╭─ Listing

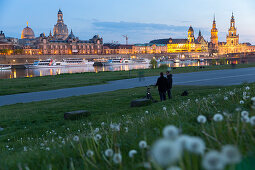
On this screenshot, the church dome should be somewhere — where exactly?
[21,26,35,39]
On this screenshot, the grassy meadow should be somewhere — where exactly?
[0,63,255,95]
[0,83,255,170]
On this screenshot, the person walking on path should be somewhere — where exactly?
[156,72,167,101]
[166,71,173,99]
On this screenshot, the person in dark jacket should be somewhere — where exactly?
[166,71,173,99]
[156,72,167,101]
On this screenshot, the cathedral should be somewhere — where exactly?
[209,13,255,55]
[19,10,103,55]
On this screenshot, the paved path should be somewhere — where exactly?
[0,67,255,106]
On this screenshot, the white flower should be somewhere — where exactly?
[241,116,250,123]
[241,110,249,117]
[86,150,94,157]
[94,134,102,141]
[139,140,147,149]
[94,128,99,133]
[250,116,255,126]
[202,151,225,170]
[110,123,120,132]
[213,113,223,122]
[163,125,179,139]
[104,149,113,157]
[166,166,181,170]
[245,86,250,90]
[113,153,122,164]
[197,115,206,124]
[186,137,205,155]
[151,139,182,167]
[221,145,241,164]
[128,150,137,158]
[73,136,80,142]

╰─

Task brief
Return the data above unchanged, from the line containing "On this screenshot, the person in" up to and including the line containing "[0,67,255,106]".

Result of the exercise
On this screenshot, the person in dark jacket should be somewhere — where exactly?
[166,71,173,99]
[156,72,167,101]
On this screenshot, the cathedral should be somewhere — where exactly?
[209,13,255,55]
[19,10,103,55]
On this screenshot, the paved path should be somewhere — where exactly?
[0,67,255,106]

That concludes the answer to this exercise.